> EXERCISE TASK:
Extract the complete listing and output it unchanged.

> RECORDS FOR THIS TASK:
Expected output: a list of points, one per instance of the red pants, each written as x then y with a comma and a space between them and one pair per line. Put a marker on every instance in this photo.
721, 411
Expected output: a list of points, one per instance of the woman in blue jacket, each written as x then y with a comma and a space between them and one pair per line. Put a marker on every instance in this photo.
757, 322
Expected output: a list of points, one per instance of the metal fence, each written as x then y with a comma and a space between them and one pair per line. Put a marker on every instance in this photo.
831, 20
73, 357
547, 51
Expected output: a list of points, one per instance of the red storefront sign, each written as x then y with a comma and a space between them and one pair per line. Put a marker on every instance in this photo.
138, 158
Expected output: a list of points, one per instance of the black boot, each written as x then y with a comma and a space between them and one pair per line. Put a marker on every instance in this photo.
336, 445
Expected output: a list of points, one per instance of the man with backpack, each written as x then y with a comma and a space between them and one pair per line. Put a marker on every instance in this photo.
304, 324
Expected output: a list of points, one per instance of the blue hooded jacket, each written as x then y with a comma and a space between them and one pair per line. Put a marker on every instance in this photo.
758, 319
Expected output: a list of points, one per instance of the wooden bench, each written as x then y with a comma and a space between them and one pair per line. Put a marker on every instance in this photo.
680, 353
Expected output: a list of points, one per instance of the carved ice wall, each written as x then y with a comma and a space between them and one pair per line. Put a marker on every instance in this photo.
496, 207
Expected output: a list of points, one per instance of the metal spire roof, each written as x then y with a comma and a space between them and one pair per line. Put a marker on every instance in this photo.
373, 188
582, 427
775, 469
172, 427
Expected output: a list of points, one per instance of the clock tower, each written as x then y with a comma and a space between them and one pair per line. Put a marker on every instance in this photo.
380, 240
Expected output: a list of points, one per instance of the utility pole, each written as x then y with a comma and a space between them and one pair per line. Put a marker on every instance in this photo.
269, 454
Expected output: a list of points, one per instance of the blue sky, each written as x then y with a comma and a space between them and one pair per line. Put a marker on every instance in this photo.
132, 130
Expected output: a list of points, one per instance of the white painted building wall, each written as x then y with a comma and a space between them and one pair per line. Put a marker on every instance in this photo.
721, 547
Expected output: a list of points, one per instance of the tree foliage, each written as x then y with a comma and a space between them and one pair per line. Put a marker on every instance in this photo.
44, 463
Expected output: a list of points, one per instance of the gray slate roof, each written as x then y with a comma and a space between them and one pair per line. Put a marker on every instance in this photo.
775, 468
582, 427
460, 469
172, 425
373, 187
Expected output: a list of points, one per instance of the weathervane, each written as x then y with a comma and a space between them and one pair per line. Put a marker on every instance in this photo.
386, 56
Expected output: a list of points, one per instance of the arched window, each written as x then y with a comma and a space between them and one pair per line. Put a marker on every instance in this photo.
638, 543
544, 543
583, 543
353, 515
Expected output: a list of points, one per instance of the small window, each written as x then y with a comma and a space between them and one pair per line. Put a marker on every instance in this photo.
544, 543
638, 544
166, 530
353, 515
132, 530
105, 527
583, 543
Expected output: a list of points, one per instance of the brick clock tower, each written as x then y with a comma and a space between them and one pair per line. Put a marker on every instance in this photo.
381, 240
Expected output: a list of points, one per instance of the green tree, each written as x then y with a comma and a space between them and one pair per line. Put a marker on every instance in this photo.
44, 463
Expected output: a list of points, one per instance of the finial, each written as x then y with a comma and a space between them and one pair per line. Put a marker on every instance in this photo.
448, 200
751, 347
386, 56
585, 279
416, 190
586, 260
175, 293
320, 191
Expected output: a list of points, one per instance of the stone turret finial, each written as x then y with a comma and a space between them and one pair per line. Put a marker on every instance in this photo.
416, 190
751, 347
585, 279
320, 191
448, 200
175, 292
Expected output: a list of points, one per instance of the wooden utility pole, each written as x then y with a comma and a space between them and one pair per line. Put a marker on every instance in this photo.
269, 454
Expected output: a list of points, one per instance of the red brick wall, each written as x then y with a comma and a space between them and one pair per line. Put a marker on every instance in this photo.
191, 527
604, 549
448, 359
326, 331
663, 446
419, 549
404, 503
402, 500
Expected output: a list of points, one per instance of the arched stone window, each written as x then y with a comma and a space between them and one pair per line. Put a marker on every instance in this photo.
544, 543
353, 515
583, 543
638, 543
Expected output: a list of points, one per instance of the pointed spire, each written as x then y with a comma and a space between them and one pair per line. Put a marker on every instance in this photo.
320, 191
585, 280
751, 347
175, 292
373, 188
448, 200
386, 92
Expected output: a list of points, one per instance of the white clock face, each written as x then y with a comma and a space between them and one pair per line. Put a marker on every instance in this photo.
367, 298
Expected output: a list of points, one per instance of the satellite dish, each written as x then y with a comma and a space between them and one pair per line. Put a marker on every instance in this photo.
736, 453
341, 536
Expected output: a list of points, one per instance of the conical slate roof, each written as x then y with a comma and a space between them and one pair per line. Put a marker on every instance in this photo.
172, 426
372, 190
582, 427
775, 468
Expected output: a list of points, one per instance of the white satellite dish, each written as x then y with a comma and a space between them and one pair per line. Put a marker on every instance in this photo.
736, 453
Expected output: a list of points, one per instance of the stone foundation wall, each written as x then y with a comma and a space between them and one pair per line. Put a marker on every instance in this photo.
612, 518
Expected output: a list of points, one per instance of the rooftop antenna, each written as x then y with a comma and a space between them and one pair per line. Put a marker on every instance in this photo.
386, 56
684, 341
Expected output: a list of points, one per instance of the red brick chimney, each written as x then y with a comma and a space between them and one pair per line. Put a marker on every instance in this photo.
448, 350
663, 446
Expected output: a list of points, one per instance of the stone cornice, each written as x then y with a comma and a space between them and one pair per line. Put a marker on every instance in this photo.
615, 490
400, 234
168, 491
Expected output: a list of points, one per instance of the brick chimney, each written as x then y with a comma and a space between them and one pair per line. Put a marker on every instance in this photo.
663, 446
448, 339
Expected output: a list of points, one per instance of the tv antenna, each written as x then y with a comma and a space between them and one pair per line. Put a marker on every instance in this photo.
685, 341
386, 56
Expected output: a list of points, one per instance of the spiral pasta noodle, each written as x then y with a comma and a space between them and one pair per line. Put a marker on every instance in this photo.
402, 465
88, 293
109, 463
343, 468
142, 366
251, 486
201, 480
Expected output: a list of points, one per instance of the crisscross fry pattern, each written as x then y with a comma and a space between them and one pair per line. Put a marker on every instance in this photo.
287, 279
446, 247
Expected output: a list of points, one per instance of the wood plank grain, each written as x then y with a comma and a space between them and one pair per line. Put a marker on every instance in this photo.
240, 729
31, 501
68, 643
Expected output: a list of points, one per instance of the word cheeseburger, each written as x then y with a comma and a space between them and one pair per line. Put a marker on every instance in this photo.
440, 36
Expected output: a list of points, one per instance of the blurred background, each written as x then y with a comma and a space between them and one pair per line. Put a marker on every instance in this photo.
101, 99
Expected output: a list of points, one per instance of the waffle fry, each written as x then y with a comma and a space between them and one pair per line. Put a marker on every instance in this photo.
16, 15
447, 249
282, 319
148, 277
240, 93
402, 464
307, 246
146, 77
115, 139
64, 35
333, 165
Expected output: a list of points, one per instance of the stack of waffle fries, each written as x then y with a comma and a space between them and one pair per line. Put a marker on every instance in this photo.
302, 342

> ANSWER TO THE PROBLEM:
Expected output: a list of points, one per instance of the red pants, each written as x then y with a comma and a space between them and one pair per line. Put a marker on every instance in this photo.
721, 411
Expected output: a list of points, one per instance of the woman in blue jacket, each written as x then y with a comma and a space between them and one pair per line. Put a marker on every instance in this photo.
757, 322
Expected output: a list of points, one per instance of the metal fence, each written as x then y with a comma and a space between them and one pair per line. Put a marker on every instance in this photo.
831, 20
73, 357
547, 51
Expected output: a list of points, one per instance of the red storefront sign, each written as x then y with a comma and a space between them and one pair per line. Put a marker on every instance in this photo.
138, 158
Expected output: a list of points, one per instance of the black boot, each written as x then y with a comma and a space between them and one pair per line. Put a marker on every instance in this photo.
336, 445
Expected output: a list of points, one per instance of the man with backpack, each written as x then y with a comma and a space between them and one pair per line. Put a marker on every instance in this photo.
304, 324
Expected output: a list of points, one per instance of the blue hooded jacket, each written as x then y with a comma and a space between them and one pair per line. Put a marker on every instance in this photo.
758, 319
Expected output: a list of points, one per instance of the wooden bench, each written as x then y with a comma and a space between them and one pair per line. Put a marker on every instance in this photo.
680, 353
Expected output: a list of points, one per instance of the carved ice wall, each written as x then y with a comma and a space between them and one pair per line. Put a marker on every instance in this photo.
496, 207
Expected output: a list of points, one per instance of the metal spire roof, each written as x then y with a comma and a space between them and one pair per line. Put a marker on every instance in this photo.
373, 188
582, 427
775, 469
172, 427
Expected output: a list of points, one per instance of the clock tower, each written as x then y with a comma and a space between them and one pair per line. Put a marker on every instance in this photo.
380, 240
Expected output: a list of points, one per instance of the utility pole, each written as x then y with a comma and a space between them and one pair per line. Put a marker on every instance in this photo.
269, 454
Expected output: a list of points, one per instance of the blue sky, each written as x then y with a comma and a space between them and one pair per line. Put a marker on every instance in this photo.
132, 130
Expected output: a list of points, one per instance of the white painted building wall, each written as x then y with a comma and a space between them and one pair per line. Put a marker on every instance in this photo.
721, 547
Expected output: a list of points, one per instance of the tree foliage, each written as x then y with a comma and a space between them and one pair per line. Put a marker on every instance in this photo.
44, 463
Expected output: a list of points, one per instance of the gray slate roof, each written as x then y with a comma and a space between them and one pair per line. Put a marker on every instance in this photo.
775, 468
582, 427
460, 469
172, 425
373, 187
Expected output: a list of points, one per instance of the weathervane, each written as x then y with a comma and a space between them and one pair per line. Put a marker on every instance in this photo.
386, 56
Expected output: a list of points, one per instance of the arched window, each written as x then y with a comma and a space between them and one pair per line. Put a marker on every instance in this photo.
638, 543
544, 543
583, 543
353, 515
Expected output: a list of points, one per instance of the small window, each written as x then y with a comma and a space between them and one pair per line. Put a marker on every instance in this photo.
544, 543
638, 544
166, 530
353, 515
132, 530
105, 527
583, 543
Expected output: a list of points, one per instance of the brick clock tower, each written as x then y with a comma and a space between them and one pair per line. Put a marker on every instance in this photo.
381, 240
Expected output: a list of points, one per instance of the green tree, each written as x then y with a comma and a space between them and one pair per line. Put a marker on every instance in this photo.
44, 463
Expected output: a list of points, one per instance of the finial, each written as x then y with a comma and a space between them and one pair per line. Put a marker on every instance in this photo.
448, 200
751, 347
386, 56
585, 279
416, 190
586, 260
175, 293
320, 191
Expected output: a list of points, one per instance of the stone turret finial, each written as x then y with a comma and a space between them and one pair per line. Put a marker on every instance in this photo.
416, 190
751, 347
585, 279
320, 191
448, 200
175, 292
Expected output: a list of points, one per instance of the wooden utility pole, each written as x then y with a comma and a space between them and one pair per line. Put a marker on every instance in this photo.
269, 454
Expected output: a list of points, one per instance of the red brick wall, each written as x then y with a comma and a space between them and one pair per line. Put a marker on every instance in this photo.
191, 527
604, 549
448, 359
326, 331
663, 446
419, 549
404, 503
402, 500
Expected output: a list of points, one per instance of the arched stone window, each written as x then y with a comma and a space between them and one pair per line. Put a marker on every instance in this photo.
544, 543
353, 515
583, 543
638, 543
Expected output: a list of points, one per instance of the pointed spire, each written as x then y with a comma and a space between them and one pair per line. Put a marker on every instance in this photo.
320, 191
585, 280
751, 347
175, 292
373, 188
448, 200
386, 92
Expected output: a list of points, one per instance of the white clock face, each written as x then y with a comma and a space between them and one pair per line. Put a marker on every instance in this photo.
367, 298
Expected output: a list of points, one per instance of the satellite dish, each written as x then y with a comma and a space between them and one pair per line. Put a marker on every instance in this photo.
736, 453
341, 536
Expected output: a list of points, one per instance of the conical slate roof, each written as x then y with a comma and a space between them and one pair per line. Put a marker on every instance in this photo.
172, 426
372, 190
582, 427
775, 468
Expected output: a list of points, one per instance of the white satellite dish, each written as x then y with a comma and a space between them and one pair per line. Put a marker on every instance in this photo.
736, 453
Expected output: a list of points, one per instance of the stone foundation wall, each written as x then y with a comma and a space between them and one pair per line. Put a marker on every instance in this photo.
612, 518
Expected output: a list of points, one per instance of the rooftop antenna, each written as x then y with a comma and a space between them and one pair per line. Put a marker on every instance in this photo.
386, 56
684, 341
Expected output: a list of points, one per instance of the red brick chimney, each written as x then y with a comma and a space between them and one pair per line. Put a marker on every instance in this photo.
448, 350
663, 446
Expected output: a list of points, one per instance of the stone cornice, each written as x then y with a comma and a space between them and one pair per line. Put a marker on every instance in this photo.
615, 490
400, 234
168, 491
Expected output: a list of points, one per instance of the brick chimney, each written as x then y with a comma and a space between them and one pair per line. Put a marker on every instance in this photo.
663, 446
448, 339
Expected output: a list of points, one per instance of the tv antenna, each written as x then y with a comma and a space between them and one pair per line. Put a marker on every instance in this photo.
685, 341
386, 56
Expected output: a list of points, one per instance of the spiral pasta noodle, each written as x then y with a comma and a space between them and one pair per line. Put a marker on every instance in this photo.
402, 465
88, 293
109, 463
343, 468
142, 366
251, 486
201, 480
Expected output: a list of points, one per instance of the crisscross fry pattern, each written as x then y with a comma and a space between them and one pair per line. Put a marker on every instance in this photo.
287, 279
446, 247
Expected output: a list of points, one per instance of the wood plank grain, each written as x then y with a comma and a space between them and one pair per line. Put a marker on every instance in this photo.
240, 729
31, 501
68, 643
Expected output: a list of points, one per instance of the word cheeseburger, each written as x then y with a comma and a space between them and one pair per line. Put a marker on every instance in this photo.
440, 36
Expected output: a list of points, one per instance of the blurred background, each written as x then y with a comma and a space between them and one pair per line. Put a marker on every instance in this photo.
101, 99
Expected output: a list of points, one per instance of the waffle fry, each written as x then y with a comma and a space between them and one pair per line. Put a marker on every instance in this photo.
16, 15
447, 249
282, 319
148, 277
240, 93
402, 464
307, 246
146, 77
115, 139
64, 35
333, 165
Expected output: a list of points, one per instance of the stack of waffle fries, each written as x then y with a comma and a space between them and one pair per line. Put a marker on every instance in this photo.
302, 342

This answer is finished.